• **REQUIRED TASK 1**
According to the newsletter intro, which company's insights on chunking strategies in cloud-native array storage does this issue cover?

* * *

Greetings from the Big Geodata Newsletter!
In this issue you will find information on the EOPF 101 Toolkit for working with Sentinel data in the Cloud, NASA's AppEEARS QGIS Plugin for streamlined geospatial data integration, Element 84's insights on chunking strategies in cloud-native array storage, Development Seed's STAC Semantic Search tool for natural language geospatial queries, and DeepMind's new AI-powered global land cover mapping model AlphaEarth Foundations. This edition also features a user story from our Geospatial Computing Platform on mapping individual oak trees across Dutch urban landscapes.
Happy reading!
You can access the previous issues of the newsletter on our web portal. If you find the newsletter useful, please share the subscription link below with your network.

* * *

• **REQUIRED TASK 2**
Rewrite the records, swapping "spice jar" for "salt shaker" and leaving everything else unchanged.

* * *

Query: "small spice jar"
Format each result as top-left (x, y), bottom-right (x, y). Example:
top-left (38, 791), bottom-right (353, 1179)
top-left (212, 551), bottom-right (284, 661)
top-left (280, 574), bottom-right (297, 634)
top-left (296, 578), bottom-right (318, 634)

* * *

• **TASK RESULT 1**
Element 84

• **TASK RESULT 2**
Query: "small salt shaker"
Format each result as top-left (x, y), bottom-right (x, y). Example:
top-left (38, 791), bottom-right (353, 1179)
top-left (212, 551), bottom-right (284, 661)
top-left (280, 574), bottom-right (297, 634)
top-left (296, 578), bottom-right (318, 634)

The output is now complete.